What the task asks ::
Continue the forum thread on the Linux Mint website hack from where it stops.

The hacking of LinuxMint's site is yet another example of why lazy idiots who are running outdated WordPress installs with multiple critical vulnerabilities need to update their sites regularly (hosting industry examples are blog.colocrossing.com WP v3.5.1, lowendbox v 4.3.1, Quadranet CEO's ilanmishan v 4.2.4 ...).  If you're running an outdated install you put everyone else on the Internet at risk when your site and server inevitably gets hacked and starts serving up malware or is used to attack other servers _(of course the two hosting companies I highlighted who are guilty of this probably don't care about this since they've historically made a good chunk of their income by selling to spammers, hackers, botnet operators, and other criminals)._


LinuxMint blog:



> We were exposed to an intrusion today. It was brief and it shouldn’t impact many people, but if it impacts you, it’s very important you read the information below.
> 
> 
> *What happened?*
> ...



http://blog.linuxmint.com/?p=2994


Softpedia news story:



> Linux Mint Team: They hacked us via our WordPress site
> 
> 
> The first to provide an answer was Clement Lefebvre, leader of the Linux Mint project, who acknowledged in a comment on the official announcement that the initial point of entry was their WordPress blog.
> ...





http://news.softpedia.com/news/linux-mint-website-hack-a-timeline-of-events-500719.shtml


----------



## MannDude (Feb 21, 2016)

Yikes, thanks for the heads up.


----------



## mpkossen (Feb 21, 2016)

DomainBop said:


> lowendbox



Yeah, don't get me started on that.


The way the Cluster™ works is that files are not mirrored or on a shared volume. A single OVZ instance has to be replicated across nodes. This is known as the GoodHosting Model.


Only the uploads are synced, I think with the use of a cron job. This is why uploads to LEB always appear broken until a minute has passed.


----------



## DomainBop (Feb 21, 2016)

Information shown ::

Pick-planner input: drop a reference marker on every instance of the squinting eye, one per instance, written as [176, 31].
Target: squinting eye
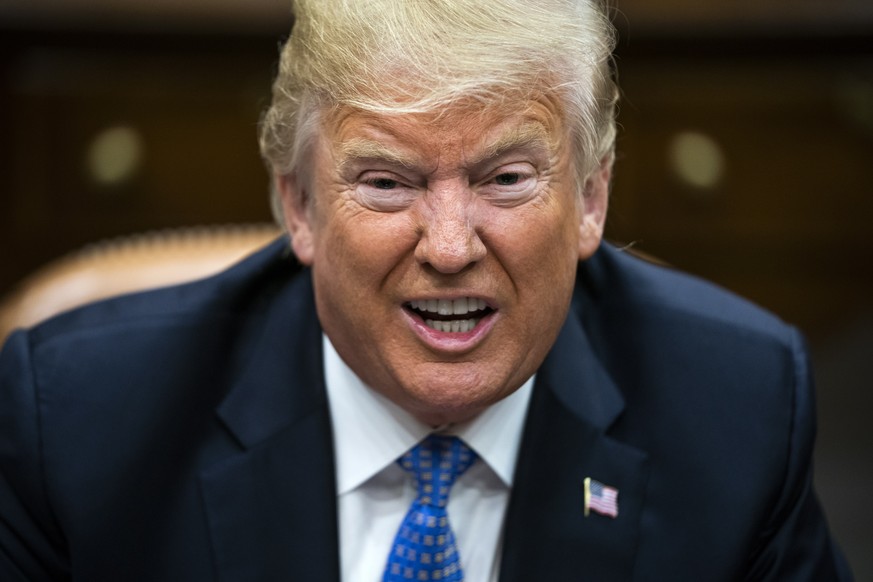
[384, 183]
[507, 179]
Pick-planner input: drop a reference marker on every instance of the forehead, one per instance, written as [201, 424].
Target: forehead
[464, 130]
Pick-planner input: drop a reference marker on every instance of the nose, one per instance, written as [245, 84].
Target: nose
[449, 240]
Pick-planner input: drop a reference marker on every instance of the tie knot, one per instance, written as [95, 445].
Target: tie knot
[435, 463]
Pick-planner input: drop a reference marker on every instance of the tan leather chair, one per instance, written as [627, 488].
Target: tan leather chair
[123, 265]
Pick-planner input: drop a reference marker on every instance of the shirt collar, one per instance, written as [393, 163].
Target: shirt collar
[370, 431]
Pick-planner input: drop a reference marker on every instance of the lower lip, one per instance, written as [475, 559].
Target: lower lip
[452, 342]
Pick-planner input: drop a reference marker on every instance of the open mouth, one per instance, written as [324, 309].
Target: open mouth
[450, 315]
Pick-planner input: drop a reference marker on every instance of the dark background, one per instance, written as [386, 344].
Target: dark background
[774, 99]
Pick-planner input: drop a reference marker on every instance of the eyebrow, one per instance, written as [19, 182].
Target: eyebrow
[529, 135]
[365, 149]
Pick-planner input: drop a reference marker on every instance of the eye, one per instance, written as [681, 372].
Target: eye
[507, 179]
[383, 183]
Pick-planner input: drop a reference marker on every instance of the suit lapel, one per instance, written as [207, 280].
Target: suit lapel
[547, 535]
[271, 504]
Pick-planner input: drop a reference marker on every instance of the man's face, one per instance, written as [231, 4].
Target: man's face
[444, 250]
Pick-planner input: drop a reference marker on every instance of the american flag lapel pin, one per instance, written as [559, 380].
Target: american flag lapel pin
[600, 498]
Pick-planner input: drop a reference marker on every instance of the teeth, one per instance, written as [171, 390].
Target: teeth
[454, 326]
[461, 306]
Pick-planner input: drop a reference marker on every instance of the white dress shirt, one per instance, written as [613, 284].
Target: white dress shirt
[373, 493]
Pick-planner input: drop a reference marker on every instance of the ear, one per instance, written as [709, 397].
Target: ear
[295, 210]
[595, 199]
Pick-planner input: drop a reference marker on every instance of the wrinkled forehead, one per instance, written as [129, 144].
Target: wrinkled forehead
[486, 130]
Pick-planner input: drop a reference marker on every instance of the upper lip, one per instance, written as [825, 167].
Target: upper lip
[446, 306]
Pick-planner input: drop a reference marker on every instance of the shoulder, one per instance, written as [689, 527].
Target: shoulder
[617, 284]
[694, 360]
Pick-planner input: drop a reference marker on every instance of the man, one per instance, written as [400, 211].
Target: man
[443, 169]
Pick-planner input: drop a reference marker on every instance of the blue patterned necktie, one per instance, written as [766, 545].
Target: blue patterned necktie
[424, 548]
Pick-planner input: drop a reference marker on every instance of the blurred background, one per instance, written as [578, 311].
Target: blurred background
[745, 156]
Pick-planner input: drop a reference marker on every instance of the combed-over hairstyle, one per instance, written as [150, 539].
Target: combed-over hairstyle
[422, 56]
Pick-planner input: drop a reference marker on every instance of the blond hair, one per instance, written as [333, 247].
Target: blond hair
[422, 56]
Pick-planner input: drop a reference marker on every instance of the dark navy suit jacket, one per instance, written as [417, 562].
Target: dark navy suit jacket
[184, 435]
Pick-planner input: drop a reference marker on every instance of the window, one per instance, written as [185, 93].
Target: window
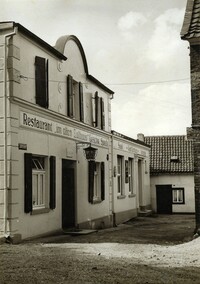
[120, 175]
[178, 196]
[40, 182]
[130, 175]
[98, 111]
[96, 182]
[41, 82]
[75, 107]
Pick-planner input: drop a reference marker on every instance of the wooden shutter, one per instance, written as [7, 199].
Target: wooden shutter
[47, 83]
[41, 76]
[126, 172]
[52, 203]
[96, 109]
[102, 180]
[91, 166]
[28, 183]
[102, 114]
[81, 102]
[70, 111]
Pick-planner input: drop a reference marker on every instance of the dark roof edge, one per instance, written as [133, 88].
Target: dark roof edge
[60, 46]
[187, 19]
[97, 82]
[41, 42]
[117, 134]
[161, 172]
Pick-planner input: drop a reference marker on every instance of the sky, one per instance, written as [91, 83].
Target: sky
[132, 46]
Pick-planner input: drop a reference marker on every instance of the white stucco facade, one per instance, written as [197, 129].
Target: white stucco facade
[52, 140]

Task result ::
LinuxMint is now  indicating the hack occurred via  a WP theme (not WP core), and they just posted a warning that after the hackers gained root access they also grabbed the forum database:



> It was confirmed that the forums database was compromised during the attack led against us yesterday and that the attackers acquired a copy of it. If you have an account on forums.linuxmint.com, please change your password on all sensitive websites as soon as possible.
> 
> 
> The database contains the following sensitive information:
> ...


----------



## Licensecart (Feb 21, 2016)

DomainBop said:


> LinuxMint is now  indicating the hack occurred via  a WP theme (not WP core), and they just posted a warning that after the hackers gained root access they also grabbed the forum database:



No surprises there most hacks are via old themes, or outdated software.


----------



## wlanboy (Feb 21, 2016)

Well ... don't use blog software to distribute software.


----------



## drmike (Feb 21, 2016)

wlanboy said:


> Well ... don't use blog software to distribute software.



How about we all say in UNISON:  DON'T USE WORDPRESS ... unless you like living on the edge of a knife.


----------



## wlanboy (Feb 21, 2016)

drmike said:


> How about we all say in UNISON:  DON'T USE WORDPRESS ... unless you like living on the edge of a knife.



Time to add wordpress to my honeypots...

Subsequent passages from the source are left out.